- GIVEN DATA:
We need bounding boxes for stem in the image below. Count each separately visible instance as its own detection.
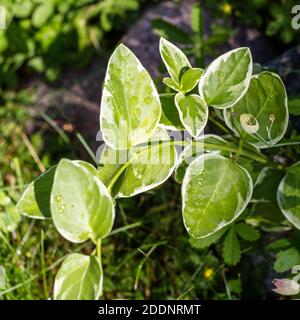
[96,239,102,266]
[40,230,48,299]
[194,4,204,68]
[96,239,103,300]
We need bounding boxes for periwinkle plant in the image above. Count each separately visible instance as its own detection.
[17,38,300,299]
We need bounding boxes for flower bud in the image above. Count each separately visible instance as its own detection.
[240,113,259,134]
[272,279,300,296]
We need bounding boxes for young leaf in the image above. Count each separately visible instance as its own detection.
[274,247,300,272]
[175,134,230,183]
[54,253,103,300]
[224,71,289,148]
[182,154,252,238]
[288,96,300,116]
[159,94,185,131]
[100,44,161,149]
[199,48,252,109]
[159,38,191,84]
[163,78,179,91]
[179,68,204,93]
[223,227,241,266]
[99,128,177,198]
[234,222,260,241]
[277,161,300,230]
[175,93,208,138]
[50,159,115,243]
[17,166,56,219]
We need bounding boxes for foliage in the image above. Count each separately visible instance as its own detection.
[10,38,299,299]
[0,0,139,88]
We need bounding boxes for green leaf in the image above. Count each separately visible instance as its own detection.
[288,96,300,116]
[163,78,179,91]
[159,93,184,131]
[180,68,204,93]
[159,38,191,84]
[151,18,192,44]
[175,134,229,183]
[234,222,260,241]
[277,161,300,230]
[13,0,33,19]
[50,159,115,243]
[266,239,291,251]
[223,228,241,266]
[224,71,289,148]
[0,199,21,233]
[182,154,252,238]
[31,1,54,28]
[189,228,227,249]
[100,44,161,149]
[191,3,202,33]
[175,93,208,138]
[99,128,177,198]
[17,166,56,219]
[199,48,252,109]
[274,247,300,272]
[54,253,103,300]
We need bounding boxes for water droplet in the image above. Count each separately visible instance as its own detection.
[144,96,152,104]
[131,96,138,104]
[59,205,66,213]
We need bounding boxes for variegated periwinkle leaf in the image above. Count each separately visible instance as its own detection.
[159,93,185,131]
[17,166,56,219]
[100,44,161,149]
[175,134,230,183]
[54,253,103,300]
[199,48,253,109]
[224,71,289,148]
[99,128,177,198]
[50,159,115,243]
[159,38,191,84]
[277,162,300,230]
[182,154,253,238]
[17,160,97,219]
[175,93,208,138]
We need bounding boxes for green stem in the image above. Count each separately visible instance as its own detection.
[96,239,103,298]
[96,239,102,266]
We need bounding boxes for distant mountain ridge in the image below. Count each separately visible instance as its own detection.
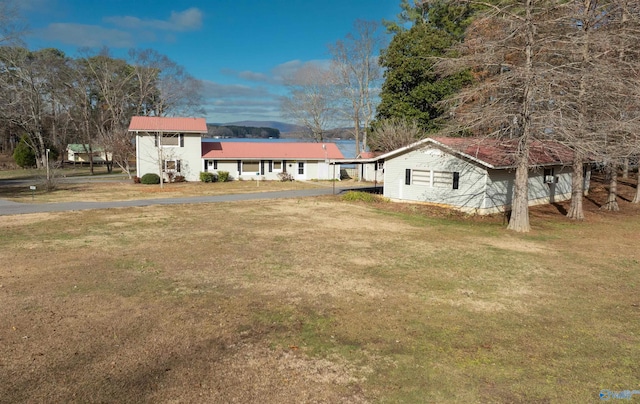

- WRITTEN REQUEST: Could you transcribe the entries word for word, from the first line of the entries through the line containing "[272,279,300,296]", with that line included and the pictures left out?

- SOLUTION TO THE PROBLEM:
We need bounding boxes for stem in the image below. Count each separately visible instance as its own detection.
[96,239,102,266]
[40,230,48,299]
[194,4,204,68]
[96,239,103,300]
We need bounding boxes for periwinkle plant in the image above. Count each separately visible instance as its own detection.
[17,38,300,299]
We need bounding boxes for flower bud in the image above. Count each separately visible instance as its own detection.
[240,113,259,134]
[272,279,300,296]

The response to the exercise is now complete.